··· 抜粋本文 ···

このように、地球温暖化とは、ただ地球全体の平均気温を上げて南極の氷を融かすというだけではなく、上述のような異常気象を引き起こすものです。「温暖化」というと干ばつとか砂漠化だけと思っている人も少なくないかもしれませんが、気候変動により、地域によっては水害や冷夏といった、温暖化という言葉とは逆の影響が現れる事も全て含まれます。

ただ、これは前述のような、人間の産業活動により発生する二酸化炭素の量と同期しているため通説となってはいますが、それもたかだかここ200年とかの単位の統計でしかなく、地球規模の気候変動は、何百万年も、何億年も前から氷河期と温暖期を絶えず繰り返しながら起こっている事を考えると、人間活動と気候変動を直結するのも、実は短絡的で、人間のある種の驕りではないかとも、個人的には考えています。

もちろん、地球の大気は玉子を地球に例えれば殻の厚さ程度しかなく、わずかな(前述のように、過去も現在も99%は窒素と酸素です。二酸化炭素他、温暖化ガスの増加は0.1%とか0.01%のオーダーでしかありません。)組成の変化によりその微妙なバランスが崩れてもおかしくはないのですが、この統計が地球の悠久の時間の流れの中のごくごく一部(4億年の中の、この200年)でしかない事を考えれば、偶然、小温暖期に向かっている時期と重なっただけかもしれませんし、「異常気象」と言っているのは人間だけで、今起こっている程度の気象の変化や変動は、地球全体の生態系から見てもごく普通の振れ幅でしかない可能性も高いのです。豪雨で川か氾濫しても、そこに人間がいなければ誰も「水害」だなんて言いませんし、全て人間の都合で考えられているような気がしてならないのです。

かといって、どんどん温暖化ガスを吐き出して良いとは思いません。実はそれに伴って排出される有害物質(例えば自動車からのSOx、NOx)や煤塵も大きな問題であり、その方が直接人間や動植物の生体に有害なので、それを抑える方が実は大事だと思っています。そして、化石化燃料に頼った現状の人類の経済活動自体を見直す意味でも、太陽光発電や風力発電、低公害車やハイブリッド自動車のような、所謂「環境にやさしい」製品や、産業構造になる事を、小生は夢見ています。

●ヒートアイランド現象
 次に、この言葉について述べておきましょう。これも近年、新聞、TVで盛んに取り上げられる言葉ですね。特に夏場、都市部の温度(地表温及び気温)が周辺より異常に高くなり、温度分布で見るとまるで「熱の島」のように浮き上がってくる事を、このように呼んでいます。

原因はほぼ明らかになっており、次のようなものです。
(1)土や緑地の代わりにコンクリート、アスファルトの構造物が大半を占め、熱を蓄え易い。
(2)自動車や工場等の熱源が都市部に集中している。
(3)エアコンの普及により都市部でのエネルギー消費が急増している。

この中で特に(3)のエアコンです。自動車が走れば熱を出す、というのは皆さん理解し易いでしょうが、エアコンを使うとなぜ熱くなるのか、ピンと来ない方もいるでしょう。

··· 記録一覧 ···

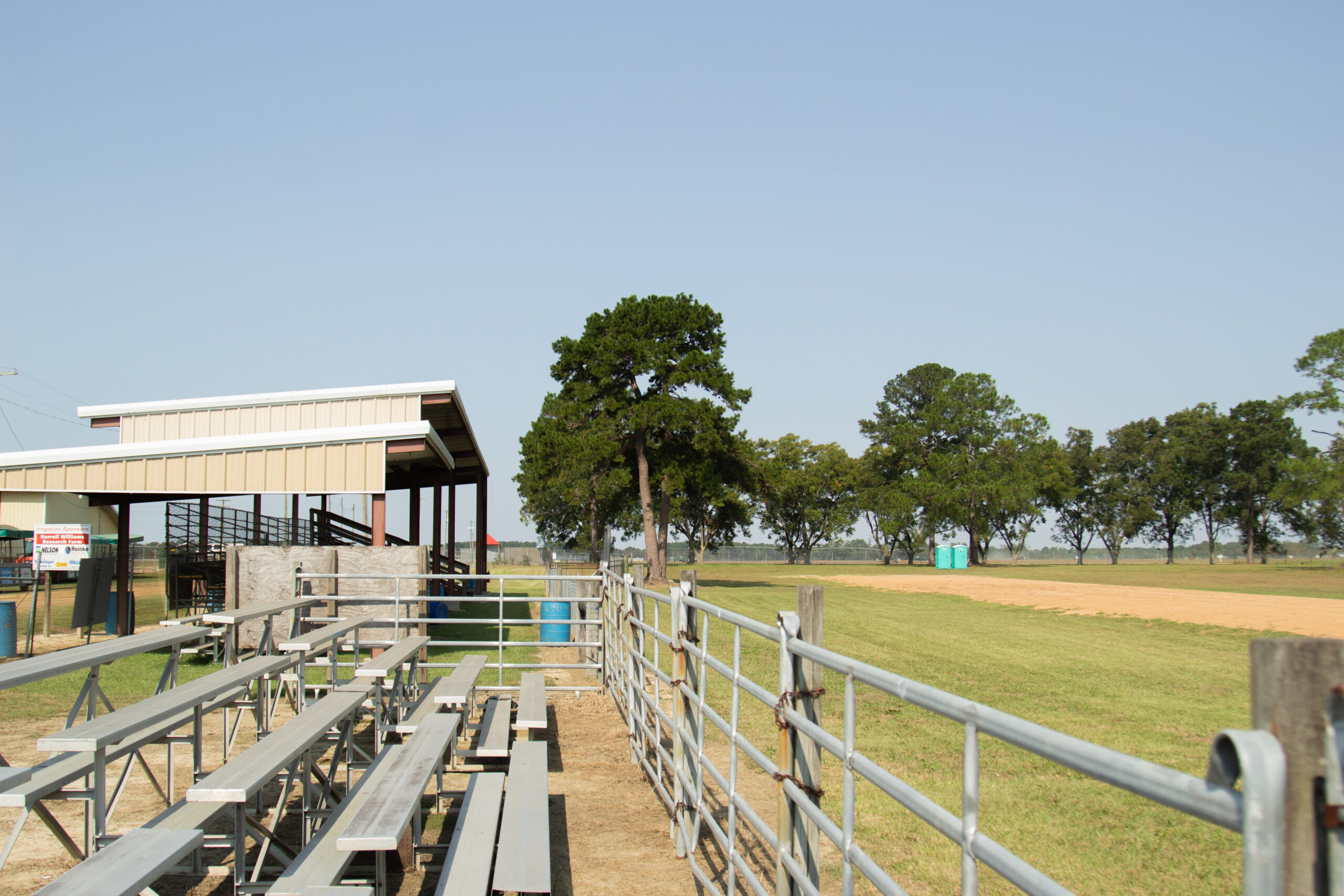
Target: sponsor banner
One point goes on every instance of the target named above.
(59, 547)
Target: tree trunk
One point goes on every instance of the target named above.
(1209, 532)
(1251, 527)
(664, 515)
(593, 532)
(973, 537)
(651, 537)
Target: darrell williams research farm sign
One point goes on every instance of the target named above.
(59, 547)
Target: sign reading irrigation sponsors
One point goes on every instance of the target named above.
(59, 547)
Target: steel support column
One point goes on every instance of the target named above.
(480, 524)
(125, 623)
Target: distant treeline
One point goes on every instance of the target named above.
(643, 438)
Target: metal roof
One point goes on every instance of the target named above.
(284, 438)
(268, 398)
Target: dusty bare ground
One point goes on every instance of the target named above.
(1314, 617)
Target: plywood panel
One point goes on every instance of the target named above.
(197, 473)
(275, 471)
(256, 479)
(155, 480)
(136, 475)
(335, 467)
(175, 475)
(116, 476)
(315, 469)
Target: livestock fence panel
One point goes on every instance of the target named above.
(658, 647)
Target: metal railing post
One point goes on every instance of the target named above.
(679, 766)
(788, 626)
(970, 809)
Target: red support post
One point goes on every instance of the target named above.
(480, 524)
(380, 522)
(125, 623)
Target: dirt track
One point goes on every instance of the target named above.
(1314, 617)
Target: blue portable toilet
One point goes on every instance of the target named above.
(942, 556)
(959, 556)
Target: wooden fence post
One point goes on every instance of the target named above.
(808, 755)
(1290, 681)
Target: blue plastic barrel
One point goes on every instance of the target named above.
(555, 610)
(8, 629)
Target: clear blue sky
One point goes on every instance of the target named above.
(1117, 210)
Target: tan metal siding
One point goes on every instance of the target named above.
(22, 510)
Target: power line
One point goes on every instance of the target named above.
(34, 398)
(11, 430)
(37, 412)
(50, 387)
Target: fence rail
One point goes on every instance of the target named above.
(639, 625)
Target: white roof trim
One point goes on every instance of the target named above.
(268, 398)
(214, 445)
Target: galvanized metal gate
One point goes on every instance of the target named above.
(639, 625)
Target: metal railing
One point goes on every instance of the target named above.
(639, 624)
(401, 620)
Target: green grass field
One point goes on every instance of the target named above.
(1295, 578)
(1153, 690)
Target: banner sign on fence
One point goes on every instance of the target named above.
(59, 547)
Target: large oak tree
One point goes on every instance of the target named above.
(654, 367)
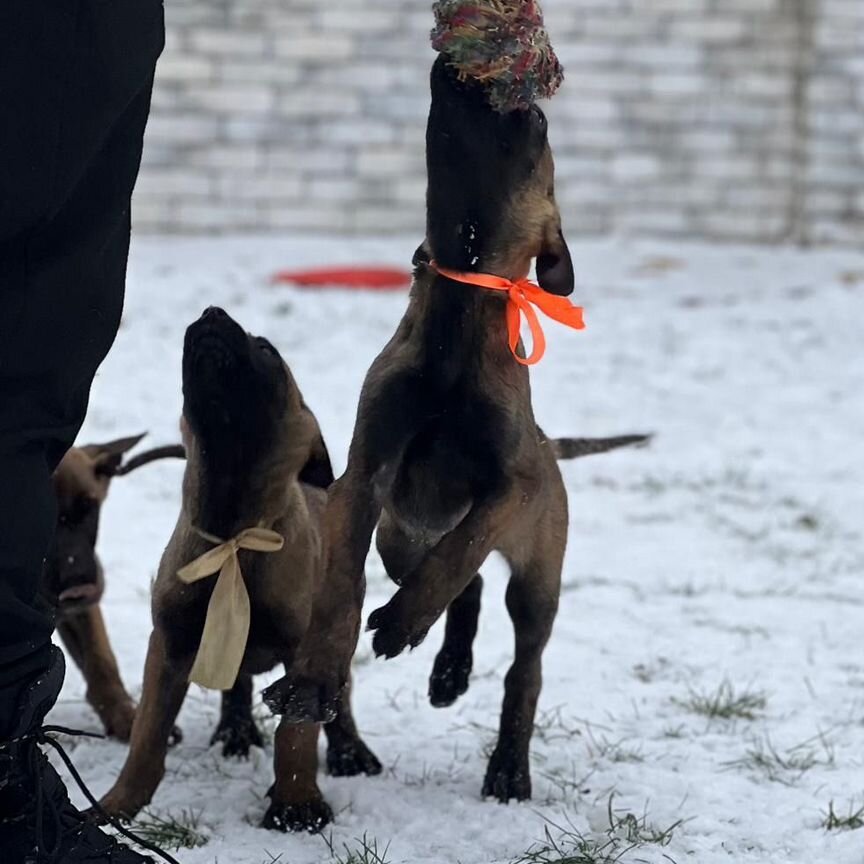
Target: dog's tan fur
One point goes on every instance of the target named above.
(285, 590)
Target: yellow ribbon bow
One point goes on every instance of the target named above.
(226, 627)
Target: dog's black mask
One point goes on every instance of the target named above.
(477, 159)
(235, 389)
(72, 578)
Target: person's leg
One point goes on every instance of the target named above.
(75, 80)
(75, 83)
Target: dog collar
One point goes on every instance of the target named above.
(522, 297)
(226, 627)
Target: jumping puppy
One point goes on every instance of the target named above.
(73, 578)
(255, 460)
(447, 459)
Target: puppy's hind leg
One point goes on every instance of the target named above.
(350, 519)
(452, 669)
(237, 730)
(296, 801)
(347, 754)
(165, 685)
(532, 601)
(86, 639)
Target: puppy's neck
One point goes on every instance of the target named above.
(223, 496)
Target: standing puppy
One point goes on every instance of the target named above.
(73, 579)
(447, 459)
(255, 460)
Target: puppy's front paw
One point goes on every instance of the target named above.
(118, 719)
(392, 633)
(312, 816)
(302, 700)
(508, 776)
(116, 804)
(351, 758)
(237, 737)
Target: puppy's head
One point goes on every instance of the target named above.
(72, 576)
(491, 199)
(244, 425)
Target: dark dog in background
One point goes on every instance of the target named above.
(447, 459)
(73, 579)
(255, 458)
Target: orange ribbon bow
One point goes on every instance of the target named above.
(522, 297)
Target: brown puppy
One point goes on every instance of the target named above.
(447, 459)
(255, 458)
(73, 579)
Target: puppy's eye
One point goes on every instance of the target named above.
(540, 119)
(266, 347)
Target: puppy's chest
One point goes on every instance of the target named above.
(459, 454)
(280, 591)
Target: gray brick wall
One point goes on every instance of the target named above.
(722, 119)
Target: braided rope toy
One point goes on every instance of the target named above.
(503, 45)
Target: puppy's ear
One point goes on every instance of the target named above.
(555, 268)
(76, 477)
(422, 255)
(108, 457)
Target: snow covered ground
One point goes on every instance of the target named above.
(727, 555)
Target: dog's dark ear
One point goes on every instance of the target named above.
(555, 268)
(108, 457)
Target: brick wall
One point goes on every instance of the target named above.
(724, 119)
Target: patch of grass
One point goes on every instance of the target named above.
(364, 852)
(852, 821)
(786, 767)
(614, 751)
(566, 786)
(551, 725)
(626, 833)
(674, 731)
(571, 847)
(172, 832)
(725, 704)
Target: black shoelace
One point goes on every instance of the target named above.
(42, 736)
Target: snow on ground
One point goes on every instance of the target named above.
(730, 551)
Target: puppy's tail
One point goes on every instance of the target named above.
(576, 448)
(171, 451)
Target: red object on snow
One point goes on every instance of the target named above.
(368, 278)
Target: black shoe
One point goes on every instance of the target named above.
(38, 823)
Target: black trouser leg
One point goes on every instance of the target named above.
(75, 83)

···

* _必要な作業_
• A. 温暖化とヒートアイランドに関する文章をもとに、次の問いに答えてください。
(i) 地球の大気のうち、過去も現在も99%を占めているのは何と何ですか。
(ii) 筆者が、温暖化ガスよりも抑える方が実は大事だと考えているものは何ですか。
(iii) ヒートアイランド現象の原因として、三つ目に挙げられているものは何ですか。
• B. 温暖化とヒートアイランドに関する文章を、最後の文の後から書き継いでください。
これらの項目は、温暖化とヒートアイランドに関する文章とは関係がありません。

* _作業の結果_
• A.
(i) 窒素と酸素です。
(ii) 温暖化ガスに伴って排出される有害物質（例えば自動車からのSOx、NOx）や煤塵です。
(iii) エアコンの普及により、都市部でのエネルギー消費が急増していることです。

• B.
そもそもエアコンは、電気の力で圧縮機を回して空気を圧縮し、それが膨張する時の吸熱効果により冷やした冷媒を循環して、冷たい空気を室内に供給している訳ですが、室外機の吐き出す空気が異様に熱いのを気が付いた方もいるでしょう。単純に考えても、室内には冷気を供給しますが、屋外には熱い空気を吐き出し続けているのです。ここで「窓を開ければ結局、熱い空気と冷たい空気が混ざって元に戻るんでしょ?」という勘違いをしてはいけません。吐き出している熱風の熱量の方が、冷気によって相殺される熱量よりずっと大きいのです。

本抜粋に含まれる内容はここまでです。